- Problem description -
Write the line that includes "Task: mark the neighboring" and all subsequent lines, exactly as written, and nothing more.

Point-based annotation data:
++++
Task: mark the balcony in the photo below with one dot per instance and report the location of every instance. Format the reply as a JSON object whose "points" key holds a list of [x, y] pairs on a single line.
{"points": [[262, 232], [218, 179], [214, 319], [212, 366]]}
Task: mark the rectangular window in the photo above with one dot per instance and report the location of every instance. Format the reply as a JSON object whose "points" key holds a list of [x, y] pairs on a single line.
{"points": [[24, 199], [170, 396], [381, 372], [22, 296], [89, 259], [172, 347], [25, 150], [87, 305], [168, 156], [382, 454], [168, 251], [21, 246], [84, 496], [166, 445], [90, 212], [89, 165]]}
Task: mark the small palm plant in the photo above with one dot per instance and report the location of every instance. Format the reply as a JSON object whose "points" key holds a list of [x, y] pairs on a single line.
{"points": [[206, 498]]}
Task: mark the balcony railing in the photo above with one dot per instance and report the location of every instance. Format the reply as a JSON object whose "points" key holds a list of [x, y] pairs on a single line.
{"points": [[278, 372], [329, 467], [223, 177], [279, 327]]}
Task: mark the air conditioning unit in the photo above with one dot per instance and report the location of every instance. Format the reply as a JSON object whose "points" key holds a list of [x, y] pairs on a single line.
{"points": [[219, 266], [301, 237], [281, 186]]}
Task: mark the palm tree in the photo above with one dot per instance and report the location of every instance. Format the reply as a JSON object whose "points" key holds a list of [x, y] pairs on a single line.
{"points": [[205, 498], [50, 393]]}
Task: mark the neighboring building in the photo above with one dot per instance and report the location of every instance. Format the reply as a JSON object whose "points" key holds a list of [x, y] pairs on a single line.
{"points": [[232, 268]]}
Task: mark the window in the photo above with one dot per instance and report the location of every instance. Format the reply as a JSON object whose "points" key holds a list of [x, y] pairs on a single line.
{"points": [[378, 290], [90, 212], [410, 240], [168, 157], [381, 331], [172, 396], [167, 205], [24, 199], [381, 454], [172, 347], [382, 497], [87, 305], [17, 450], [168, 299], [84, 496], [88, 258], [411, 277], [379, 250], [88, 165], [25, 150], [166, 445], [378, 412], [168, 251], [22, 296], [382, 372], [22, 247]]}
++++
- Full solution -
Task: mark the neighboring building in the photo above with one dot per instance and report the location of every instance. Format the reply as a JSON object whose "points" key holds a list of [x, y] pairs on a single line.
{"points": [[232, 268]]}
Task: mark the window in the photo above with one dot per instance and report the location of every instance. Format the reply as a JSON object whose "points" key holds a list of [x, y] pairs on a single line.
{"points": [[378, 290], [90, 212], [410, 240], [168, 157], [381, 331], [172, 396], [167, 205], [24, 199], [381, 454], [172, 347], [382, 497], [87, 305], [17, 450], [168, 299], [84, 496], [88, 258], [411, 277], [379, 250], [88, 165], [25, 150], [166, 445], [378, 412], [168, 251], [22, 296], [382, 372], [22, 247]]}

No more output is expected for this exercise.